RECORD SET below:

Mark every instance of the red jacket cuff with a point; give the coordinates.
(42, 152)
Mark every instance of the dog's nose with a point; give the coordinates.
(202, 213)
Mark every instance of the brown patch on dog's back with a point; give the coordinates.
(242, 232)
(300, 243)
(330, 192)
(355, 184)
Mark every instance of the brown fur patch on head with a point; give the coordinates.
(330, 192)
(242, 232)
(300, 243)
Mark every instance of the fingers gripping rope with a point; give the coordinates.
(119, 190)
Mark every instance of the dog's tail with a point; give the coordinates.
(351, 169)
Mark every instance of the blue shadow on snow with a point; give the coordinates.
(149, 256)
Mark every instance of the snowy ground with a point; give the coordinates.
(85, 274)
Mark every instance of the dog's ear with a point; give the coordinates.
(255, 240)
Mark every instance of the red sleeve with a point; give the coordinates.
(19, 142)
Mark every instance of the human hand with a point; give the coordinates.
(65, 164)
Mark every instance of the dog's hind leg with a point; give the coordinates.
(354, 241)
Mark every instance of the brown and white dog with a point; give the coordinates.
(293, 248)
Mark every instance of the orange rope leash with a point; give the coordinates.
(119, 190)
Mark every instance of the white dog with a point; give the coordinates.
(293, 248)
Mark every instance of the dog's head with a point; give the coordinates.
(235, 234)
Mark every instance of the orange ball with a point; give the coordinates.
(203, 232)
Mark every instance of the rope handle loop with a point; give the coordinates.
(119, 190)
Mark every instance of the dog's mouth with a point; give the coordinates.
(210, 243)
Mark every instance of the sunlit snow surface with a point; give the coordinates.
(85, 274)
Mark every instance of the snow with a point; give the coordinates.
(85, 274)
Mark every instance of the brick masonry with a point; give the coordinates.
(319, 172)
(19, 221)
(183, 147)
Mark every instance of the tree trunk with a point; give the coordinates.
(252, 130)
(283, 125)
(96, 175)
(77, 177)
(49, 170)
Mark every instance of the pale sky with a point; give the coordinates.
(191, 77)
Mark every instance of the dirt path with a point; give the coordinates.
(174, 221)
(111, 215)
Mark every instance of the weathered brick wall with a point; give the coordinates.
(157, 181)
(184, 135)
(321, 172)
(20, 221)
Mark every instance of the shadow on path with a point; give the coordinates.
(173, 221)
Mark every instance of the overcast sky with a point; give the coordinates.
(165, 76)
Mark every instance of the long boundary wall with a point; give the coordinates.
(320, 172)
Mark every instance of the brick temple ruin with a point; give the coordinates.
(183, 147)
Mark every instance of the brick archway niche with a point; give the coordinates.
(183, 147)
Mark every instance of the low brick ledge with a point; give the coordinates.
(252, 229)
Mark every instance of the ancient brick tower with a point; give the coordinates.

End of RECORD SET.

• [YOUR TASK]
Return the records in full. Omit nothing.

• [SOLUTION FOR THIS EXERCISE]
Mark every instance of the red jacket cuff with a point; give the coordinates.
(42, 152)
Mark every instance of the dog's nose with a point; give the coordinates.
(202, 213)
Mark every instance of the brown patch on dog's back with a point; give the coordinates.
(242, 232)
(300, 243)
(330, 192)
(355, 184)
Mark every instance of the brown fur patch on head with a point; give the coordinates.
(330, 192)
(242, 232)
(300, 243)
Mark every instance of the fingers gripping rope with a point; give the coordinates.
(119, 190)
Mark every instance of the dog's tail with a point; give the coordinates.
(351, 169)
Mark every instance of the blue shadow on snow with a point; give the coordinates.
(149, 256)
Mark every instance of the snowy ground with a point; give the coordinates.
(85, 274)
Mark every instance of the dog's ear with a point; give the coordinates.
(255, 240)
Mark every instance of the red sleeve with a point; give the coordinates.
(19, 142)
Mark every instance of the human hand with a point; give the coordinates.
(65, 164)
Mark every instance of the dog's hind leg with a point; give the coordinates.
(354, 241)
Mark every instance of the brown and white dog with a point; give the coordinates.
(293, 248)
Mark every instance of the orange rope leash with a point; give the coordinates.
(119, 190)
Mark every instance of the white dog with a point; give the coordinates.
(293, 248)
Mark every instance of the dog's head with a point; give the coordinates.
(235, 234)
Mark every instance of the orange ball with a point; give the coordinates.
(203, 232)
Mark every instance of the rope handle loop with a point; give the coordinates.
(119, 190)
Mark every instance of the dog's mouth with a point; give the coordinates.
(210, 243)
Mark every instance of the sunlit snow surface with a point; give the coordinates.
(85, 274)
Mark every instance of the snow with a point; give the coordinates.
(85, 274)
Mark every instance of the brick masonry with a point; give the coordinates.
(319, 172)
(19, 221)
(183, 147)
Mark every instance of the tree trunk with a point; give the coordinates.
(252, 130)
(283, 125)
(96, 175)
(77, 177)
(49, 170)
Mark every instance of the pale sky with a point; give the coordinates.
(191, 77)
Mark every instance of the dirt path with a point; give the coordinates.
(174, 221)
(111, 215)
Mark every instance of the weathered brick wall with a point; give the coordinates.
(157, 181)
(184, 135)
(321, 172)
(20, 221)
Mark every instance of the shadow on path with a point; give the coordinates.
(173, 221)
Mark every instance of the overcast sky with a point; give the coordinates.
(165, 76)
Mark every instance of the long boundary wall with a point; give the coordinates.
(320, 172)
Mark every instance of the brick temple ruin with a point; give the coordinates.
(183, 147)
Mark every instance of the brick archway niche with a point; give the coordinates.
(183, 147)
Mark every instance of the low brick ledge with a point; give the coordinates.
(252, 229)
Mark every instance of the ancient brick tower with a point; give the coordinates.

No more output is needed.